TASK STATEMENT :: Pictures excluded, please transcribe exactly the lines from the one with "165, row 114." through the end of the records below, and nothing more.

MATERIAL SUPPLIED ::
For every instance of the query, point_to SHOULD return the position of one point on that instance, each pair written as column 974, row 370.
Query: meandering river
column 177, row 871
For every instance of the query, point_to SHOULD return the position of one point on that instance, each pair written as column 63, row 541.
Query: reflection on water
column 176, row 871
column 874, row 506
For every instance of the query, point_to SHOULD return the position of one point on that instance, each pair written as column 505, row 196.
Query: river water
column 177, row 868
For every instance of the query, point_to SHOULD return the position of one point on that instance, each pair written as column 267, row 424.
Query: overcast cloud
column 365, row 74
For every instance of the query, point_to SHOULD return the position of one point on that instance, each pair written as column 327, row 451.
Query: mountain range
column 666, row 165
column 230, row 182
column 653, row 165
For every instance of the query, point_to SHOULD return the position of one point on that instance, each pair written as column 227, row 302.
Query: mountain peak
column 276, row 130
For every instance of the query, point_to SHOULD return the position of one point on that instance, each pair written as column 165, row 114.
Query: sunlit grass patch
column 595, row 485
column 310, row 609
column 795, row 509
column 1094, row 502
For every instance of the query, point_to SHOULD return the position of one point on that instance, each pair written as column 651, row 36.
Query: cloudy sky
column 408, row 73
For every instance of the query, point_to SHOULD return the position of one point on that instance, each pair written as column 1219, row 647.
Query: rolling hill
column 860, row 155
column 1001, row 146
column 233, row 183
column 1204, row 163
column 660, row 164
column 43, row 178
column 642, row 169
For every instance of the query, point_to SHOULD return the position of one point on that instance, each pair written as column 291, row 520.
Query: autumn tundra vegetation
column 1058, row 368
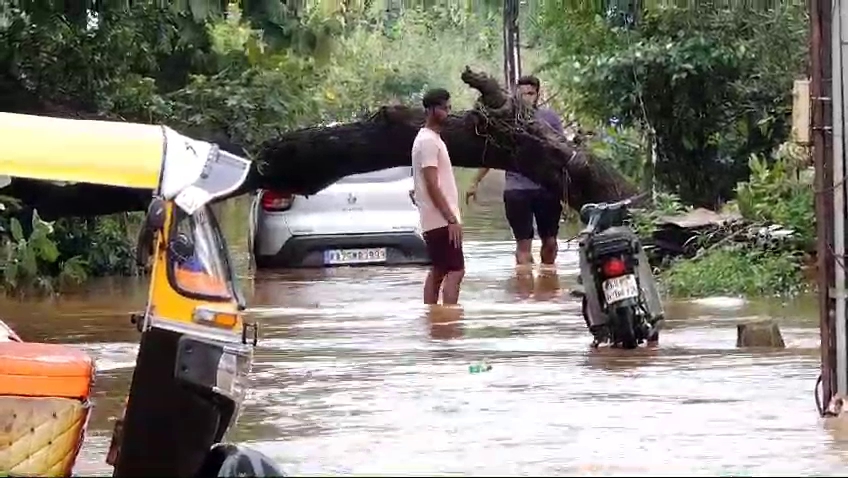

EXERCISE ANSWER ::
For every instance of the query, point_to SHOULD return the position of one point on that instance, each pair written as column 165, row 114.
Query: sunlit grass patch
column 595, row 485
column 310, row 609
column 795, row 509
column 1094, row 502
For every instance of the query, point_to SHOULD return the position of one point on that instance, each pair written as column 651, row 36.
Query: cloudy sky
column 408, row 73
For every instance of the query, point_to SHOULD return the position of one point on that instance, each pair written as column 1219, row 647.
Query: rolling hill
column 860, row 155
column 1001, row 146
column 233, row 183
column 1204, row 163
column 660, row 164
column 43, row 178
column 642, row 169
For every instance of the query, point_to SHOULD return the position of one point on that instance, each pair written as column 291, row 520.
Query: autumn tundra vegetation
column 1058, row 368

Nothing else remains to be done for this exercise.